Dr Laksiri Fernando writing in the Sri Lankan paper Sunday Island questioned What happened 30 years ago in the Soviet Union? Will it happen in China?

The Chinese Communist Party (CCP) has written thousands of internal papers, held study sessions and even produced a documentary about the downfall of its former rival and ideological cousin, wrote Rebecca Armitage in ABC News.

The Chinese Communist Party, already one of the longest-ruling political parties (72 years) in the world, is determined to avoid the scrap heap of history.

 

"Why did the Soviet Union disintegrate?" Chinese leader Xi Jinping asked party officials in a leaked speech in 2012.

The CCP has made a bid to outlive the Communist Party of the Soviet Union. China has learnt three lessons from the Soviet Union collapse - Embrace capitalism with Chinese characteristics; Avoid Glasnost and Watch the periphery.

By embracing capitalism, China has undoubtedly been able to develop the economy and lift millions of people out of poverty. However, it appears that the younger generations are different, reported Sunday Island.

Because of these economic developments, income gaps have widened and a rich business class, with connections to the communist party, has emerged.

Corruption, perhaps surpassing that of the Soviet Union before its collapse, is also a major ailment in China. China is also allowing big companies, including state companies, to exploit and cheat small and poor countries in Asia and Africa. Sri Lanka probably is one victim. These must be the Chinese characteristics of capitalism! said Fernando.

Many Chinese leaders consider Glasnost as the main reason for the Soviet collapse. After decades of censorship and secrecy, Gorbachev said the time had come for increased government transparency and freedom of expression, said Armitage.

People who were in power, particularly in the name of 'one party, one class,' conveniently went for secrecy and censorship.

China should learn that lesson, not the opposite. It is that opposite that China is now implementing in Hong Kong where there were freedoms and democracy before. This effort can easily boomerang on China, said Fernando.

* **Task instructions**
(a) According to the text on China and the Soviet collapse, what three lessons has China learned from the collapse of the Soviet Union?
(b) Do the following statements agree with the text on China and the Soviet collapse? Answer yes or no for each, quoting the words from the text that decide it.
(i) The Chinese Communist Party has been in power for 72 years.
(ii) Many Chinese leaders regard Glasnost as the main cause of the Soviet collapse.
(iii) Rebecca Armitage wrote her report in the Sunday Island.

* **Supplied information**
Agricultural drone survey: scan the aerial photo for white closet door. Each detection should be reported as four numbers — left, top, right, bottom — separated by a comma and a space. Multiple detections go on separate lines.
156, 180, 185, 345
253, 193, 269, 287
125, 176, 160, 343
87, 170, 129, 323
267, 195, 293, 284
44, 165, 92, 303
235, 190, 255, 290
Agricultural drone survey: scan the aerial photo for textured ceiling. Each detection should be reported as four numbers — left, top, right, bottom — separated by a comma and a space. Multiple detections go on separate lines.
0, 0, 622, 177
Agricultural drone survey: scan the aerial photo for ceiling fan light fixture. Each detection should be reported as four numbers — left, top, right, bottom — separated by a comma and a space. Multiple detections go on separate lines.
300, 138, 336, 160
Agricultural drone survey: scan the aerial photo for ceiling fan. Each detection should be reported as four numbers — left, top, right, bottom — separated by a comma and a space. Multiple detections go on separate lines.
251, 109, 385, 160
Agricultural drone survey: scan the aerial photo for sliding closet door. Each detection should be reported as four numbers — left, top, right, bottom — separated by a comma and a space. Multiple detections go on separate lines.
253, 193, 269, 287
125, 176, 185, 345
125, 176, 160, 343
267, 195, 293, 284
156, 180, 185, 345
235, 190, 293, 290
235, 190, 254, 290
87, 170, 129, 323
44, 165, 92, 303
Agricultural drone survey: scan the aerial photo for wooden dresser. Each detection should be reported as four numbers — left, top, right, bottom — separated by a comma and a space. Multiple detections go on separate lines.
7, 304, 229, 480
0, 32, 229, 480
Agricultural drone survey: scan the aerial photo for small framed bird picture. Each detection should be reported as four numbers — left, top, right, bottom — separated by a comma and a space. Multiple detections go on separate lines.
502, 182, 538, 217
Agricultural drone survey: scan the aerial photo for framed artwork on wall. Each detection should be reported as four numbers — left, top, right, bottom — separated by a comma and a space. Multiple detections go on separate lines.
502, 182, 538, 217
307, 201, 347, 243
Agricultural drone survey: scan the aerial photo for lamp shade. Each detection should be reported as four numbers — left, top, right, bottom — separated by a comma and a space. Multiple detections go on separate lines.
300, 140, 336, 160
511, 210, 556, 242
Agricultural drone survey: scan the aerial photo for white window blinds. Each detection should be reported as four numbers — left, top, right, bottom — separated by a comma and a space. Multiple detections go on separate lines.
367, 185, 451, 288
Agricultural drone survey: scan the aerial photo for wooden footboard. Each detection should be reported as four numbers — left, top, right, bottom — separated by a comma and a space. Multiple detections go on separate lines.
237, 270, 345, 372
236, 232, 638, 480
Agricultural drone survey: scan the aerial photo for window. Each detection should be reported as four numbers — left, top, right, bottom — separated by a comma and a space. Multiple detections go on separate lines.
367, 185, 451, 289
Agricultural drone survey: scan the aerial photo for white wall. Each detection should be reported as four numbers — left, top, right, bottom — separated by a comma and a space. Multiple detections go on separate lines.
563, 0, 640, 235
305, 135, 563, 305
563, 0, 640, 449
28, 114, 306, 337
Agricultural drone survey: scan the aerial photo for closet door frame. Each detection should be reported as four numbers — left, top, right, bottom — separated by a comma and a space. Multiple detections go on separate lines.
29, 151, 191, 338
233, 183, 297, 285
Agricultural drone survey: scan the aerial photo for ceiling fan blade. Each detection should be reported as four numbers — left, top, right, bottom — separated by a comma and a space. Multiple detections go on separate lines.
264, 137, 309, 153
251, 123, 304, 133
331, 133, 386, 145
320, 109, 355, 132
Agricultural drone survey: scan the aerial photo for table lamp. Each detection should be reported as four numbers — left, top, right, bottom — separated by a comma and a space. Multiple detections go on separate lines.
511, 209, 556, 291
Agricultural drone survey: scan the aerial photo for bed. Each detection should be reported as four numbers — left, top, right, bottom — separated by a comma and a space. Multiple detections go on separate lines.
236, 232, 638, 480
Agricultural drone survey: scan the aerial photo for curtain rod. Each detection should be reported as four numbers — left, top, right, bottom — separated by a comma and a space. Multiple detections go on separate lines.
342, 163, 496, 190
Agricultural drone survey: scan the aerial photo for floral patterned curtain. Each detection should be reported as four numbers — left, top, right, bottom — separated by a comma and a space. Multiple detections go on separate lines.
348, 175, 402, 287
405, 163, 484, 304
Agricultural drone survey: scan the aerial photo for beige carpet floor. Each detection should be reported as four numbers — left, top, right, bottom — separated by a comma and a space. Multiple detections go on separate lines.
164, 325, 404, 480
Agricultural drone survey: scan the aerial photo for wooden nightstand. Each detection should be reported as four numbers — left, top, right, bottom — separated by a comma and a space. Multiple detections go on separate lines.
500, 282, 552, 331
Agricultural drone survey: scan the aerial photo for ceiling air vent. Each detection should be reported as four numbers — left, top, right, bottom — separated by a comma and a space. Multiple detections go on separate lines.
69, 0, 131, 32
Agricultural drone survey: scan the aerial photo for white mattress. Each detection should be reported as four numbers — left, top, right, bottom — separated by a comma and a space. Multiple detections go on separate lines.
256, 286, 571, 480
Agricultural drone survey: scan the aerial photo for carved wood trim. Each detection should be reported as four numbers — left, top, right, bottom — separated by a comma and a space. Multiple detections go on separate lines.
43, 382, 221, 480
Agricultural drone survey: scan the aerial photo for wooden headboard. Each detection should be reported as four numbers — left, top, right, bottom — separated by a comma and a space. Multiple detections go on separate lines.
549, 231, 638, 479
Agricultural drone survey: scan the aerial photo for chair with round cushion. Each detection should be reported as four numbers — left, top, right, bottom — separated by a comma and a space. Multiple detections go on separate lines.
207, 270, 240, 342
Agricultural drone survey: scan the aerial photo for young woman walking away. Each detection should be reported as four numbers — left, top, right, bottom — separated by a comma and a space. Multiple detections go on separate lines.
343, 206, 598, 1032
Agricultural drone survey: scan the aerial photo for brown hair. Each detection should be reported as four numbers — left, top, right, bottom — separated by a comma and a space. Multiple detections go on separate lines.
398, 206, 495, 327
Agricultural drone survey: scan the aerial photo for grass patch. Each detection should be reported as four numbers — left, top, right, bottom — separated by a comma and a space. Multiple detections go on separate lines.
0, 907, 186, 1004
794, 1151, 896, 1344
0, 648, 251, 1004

* **Answers to this exercise**
(a) Embrace capitalism with Chinese characteristics, avoid Glasnost, and watch the periphery.

(b)
(i) Yes: "already one of the longest-ruling political parties (72 years) in the world"
(ii) Yes: "Many Chinese leaders consider Glasnost as the main reason for the Soviet collapse."
(iii) No: "wrote Rebecca Armitage in ABC News"